Written exercise: Copy the data from the line that contains "Target: green grass" to its last line, exactly, including both of those lines and leaving out everything before.

Dataset rows on where objects appear:
********************

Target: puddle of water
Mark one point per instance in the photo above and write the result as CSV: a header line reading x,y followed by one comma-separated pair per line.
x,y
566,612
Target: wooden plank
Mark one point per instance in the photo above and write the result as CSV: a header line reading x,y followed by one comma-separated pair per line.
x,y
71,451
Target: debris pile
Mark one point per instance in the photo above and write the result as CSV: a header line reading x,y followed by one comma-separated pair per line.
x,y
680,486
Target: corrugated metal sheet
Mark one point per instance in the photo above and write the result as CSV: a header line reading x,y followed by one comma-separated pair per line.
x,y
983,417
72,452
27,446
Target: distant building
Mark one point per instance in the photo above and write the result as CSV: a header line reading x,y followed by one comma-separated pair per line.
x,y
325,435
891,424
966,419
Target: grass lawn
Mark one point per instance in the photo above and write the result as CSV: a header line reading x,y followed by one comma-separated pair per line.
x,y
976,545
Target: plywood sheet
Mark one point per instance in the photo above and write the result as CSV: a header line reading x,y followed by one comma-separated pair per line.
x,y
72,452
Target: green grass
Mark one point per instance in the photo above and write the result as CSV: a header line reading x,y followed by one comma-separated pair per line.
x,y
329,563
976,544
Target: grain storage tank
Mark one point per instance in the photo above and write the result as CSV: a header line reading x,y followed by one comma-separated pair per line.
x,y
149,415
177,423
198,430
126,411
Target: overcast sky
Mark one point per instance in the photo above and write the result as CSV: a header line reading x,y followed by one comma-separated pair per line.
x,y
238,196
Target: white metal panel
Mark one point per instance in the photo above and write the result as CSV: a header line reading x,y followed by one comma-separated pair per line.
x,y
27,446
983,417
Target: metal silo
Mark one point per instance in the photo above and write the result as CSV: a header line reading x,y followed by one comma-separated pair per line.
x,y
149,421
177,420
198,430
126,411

********************

Exercise solution:
Target: green grass
Mark one point per instance in the photo above and write the result as CSV: a header line reading x,y followed by one comma-separated pair per line.
x,y
329,563
976,544
Target: grain storage tank
Mark one point per instance in the photo above and write the result as CSV: a header line reading x,y followed by one comma-separated pair per line.
x,y
149,415
177,423
198,430
126,411
Target: overcast sky
Mark one point per instance in the photo above and write the result as CSV: a header line reading x,y followed by one comma-separated pair per line.
x,y
238,196
Target: white metal panel
Mark one point per instance in the photo above and write the result as CSV: a header line reading x,y followed by one comma-separated pair per line.
x,y
27,446
983,417
Target: metal silo
Mark one point per instance in the photo above and write the result as CSV: a header line reading x,y followed by one comma-separated pair per line.
x,y
149,421
177,420
198,430
126,411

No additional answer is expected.